*** Testo
Torna alla Storia Postale Toscana
pagina iniziale le rubriche storia postale filatelia siti filatelici indice per autori

il tragitto transatlantico

di Giorgio Magnani

Il quadro storico relativo al Sud e Centro AmericaIl 1800 fu il secolo delle grandi emigrazioni verso l’America, fu “il secolo degli addii”.
Basta osservare le fotografie che emigranti e marinai si facevano fare prima del loro viaggio: persone con facce austere, coscienti che forse non sarebbero più tornati.
Fu il secolo della rivoluzione industriale, e in particolare delle applicazioni del motore a vapore alle navi, che rese possibile il dimezzamento dei tempi di percorrenza transatlantici e determinò la fine dell’uso millenario delle navi a vela.
Fu il secolo in cui iniziò il culto e la ricerca della velocità, in tutti i campi, dalla navigazione al trasporto terrestre e all’inoltro della corrispondenza. Filippo II doveva aspettare un anno per ottenere risposta alle sue comunicazioni con le Filippine, sei mesi per quelle con l’America. Il viaggio verso l’America del Nord durava molto più di un mese, e in pratica questi tempi rimasero identici fino alla prima metà del 1800. Ma già nella seconda metà del secolo il tragitto durava 15 giorni per ridursi a 10 negli ultimi anni.

William Turner così rappresentò l’ingloriosa fine della “Temeraire”, nave da battaglia a vela della Royal Navy, trasportata alla demolizione da un piccolo e fumoso battello a vapore. Il pittore volle così rappresentare il rivoluzionario cambiamento portato dalla tecnologia.
******
*** Righe del dataset
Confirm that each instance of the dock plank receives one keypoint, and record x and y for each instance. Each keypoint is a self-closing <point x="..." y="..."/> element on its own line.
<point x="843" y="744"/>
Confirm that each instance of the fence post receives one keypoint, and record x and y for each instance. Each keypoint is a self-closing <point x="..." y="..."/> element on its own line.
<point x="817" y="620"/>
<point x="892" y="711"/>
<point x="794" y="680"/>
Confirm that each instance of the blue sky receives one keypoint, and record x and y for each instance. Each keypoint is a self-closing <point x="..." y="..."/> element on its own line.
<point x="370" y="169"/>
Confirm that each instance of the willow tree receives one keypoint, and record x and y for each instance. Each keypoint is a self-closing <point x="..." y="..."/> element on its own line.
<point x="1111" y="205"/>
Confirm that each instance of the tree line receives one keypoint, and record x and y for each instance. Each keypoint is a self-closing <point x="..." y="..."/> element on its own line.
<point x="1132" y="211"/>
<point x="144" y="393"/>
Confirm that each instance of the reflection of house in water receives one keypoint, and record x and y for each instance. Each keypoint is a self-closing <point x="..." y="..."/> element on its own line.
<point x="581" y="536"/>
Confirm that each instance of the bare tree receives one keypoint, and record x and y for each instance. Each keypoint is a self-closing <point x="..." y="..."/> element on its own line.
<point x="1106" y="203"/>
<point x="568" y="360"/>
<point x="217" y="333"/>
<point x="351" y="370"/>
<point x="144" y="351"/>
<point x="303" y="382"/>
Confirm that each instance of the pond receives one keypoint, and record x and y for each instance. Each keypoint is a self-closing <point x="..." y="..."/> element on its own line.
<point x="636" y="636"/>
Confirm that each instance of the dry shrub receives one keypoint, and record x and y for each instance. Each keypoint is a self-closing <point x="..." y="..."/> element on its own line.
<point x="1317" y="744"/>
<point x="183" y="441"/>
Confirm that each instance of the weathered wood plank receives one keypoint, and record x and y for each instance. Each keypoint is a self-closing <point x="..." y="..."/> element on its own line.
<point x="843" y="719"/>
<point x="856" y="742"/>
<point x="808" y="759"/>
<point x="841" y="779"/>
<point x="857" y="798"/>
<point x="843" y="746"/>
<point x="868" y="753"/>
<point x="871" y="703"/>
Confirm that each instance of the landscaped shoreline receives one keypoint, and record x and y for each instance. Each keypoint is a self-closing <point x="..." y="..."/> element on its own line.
******
▶ **Scopo dell'esercizio**: Prosegua il testo sul tragitto transatlantico a partire dalla sua ultima frase.

▶ **Esito del compito**:
Il 1700 e la prima metà del 1800 videro l’affermarsi della supremazia britannica, che si evidenziò nell’estendersi della “linea rossa”, e cioè di quell’insieme di paesi che da una parte all’altra del globo alzavano l’Union Jack. Conseguente a questa situazione fu l’estendersi delle linee marittime commerciali e postali inglesi, solo in parte contrastate dalle linee francesi, e dopo la metà del 1800, da quelle americane; anche se segnali evidenti ci dicono che una grande potenza si stava già affacciando alla ribalta del mondo.
Gli Stati Uniti d’America avevano sconfitto gli Inglesi, si erano ingranditi con Napoleone acquistando Louisiana e Florida, avevano battuto la Spagna e il Messico con relative acquisizioni territoriali. E poco dopo, squadre di navi da battaglia americane incrociavano su tutti i mari a difesa degli interessi economici USA. Nel 1812 una flotta americana batteva le coste sud del Mediterraneo alla caccia dei pirati barbareschi; e uno dei più importanti archivi di storia postale ritrovati a Livorno, l’archivio di Thomas Pate, testimonia la l’enorme frequenza delle relazioni commerciali del porto di Livorno con gli USA.Nei primi anni del 19° secolo le rotte transatlantiche seguivano ancora quelle tracciate da Colombo. Le navi dirette verso il Nord America navigavano verso sud fino ad oltrepassare il Tropico del Cancro per sfruttare gli alisei che spirano verso Ovest fino ad incontrare la Corrente del Golfo che provvedeva a farle risalire verso New York, Boston e il Quebec. Invece le navi dirette verso il Sud America rasentavano l’Africa per schivare la Corrente del Golfo; quelle che da là tornavano verso l’Europa sfruttavano la stessa Corrente per essere trasportate indietro. Il mezzo di trasporto si affidava agli elementi naturali, che del resto non poteva contrastare: il suo motore era costituito dalle vele e dalle correnti, se favorevoli. Le grandi tempeste invernali atlantiche impedivano di fatto i viaggi transatlantici, le bonacce li ritardavano.
Appare comica oggi, ma a quel tempo era del tutto normale la modalità con cui si effettuava la verifica della zona in cui si era giunti al termine della traversata: il capitano interrogava gli occupanti della prima barca che incontrava.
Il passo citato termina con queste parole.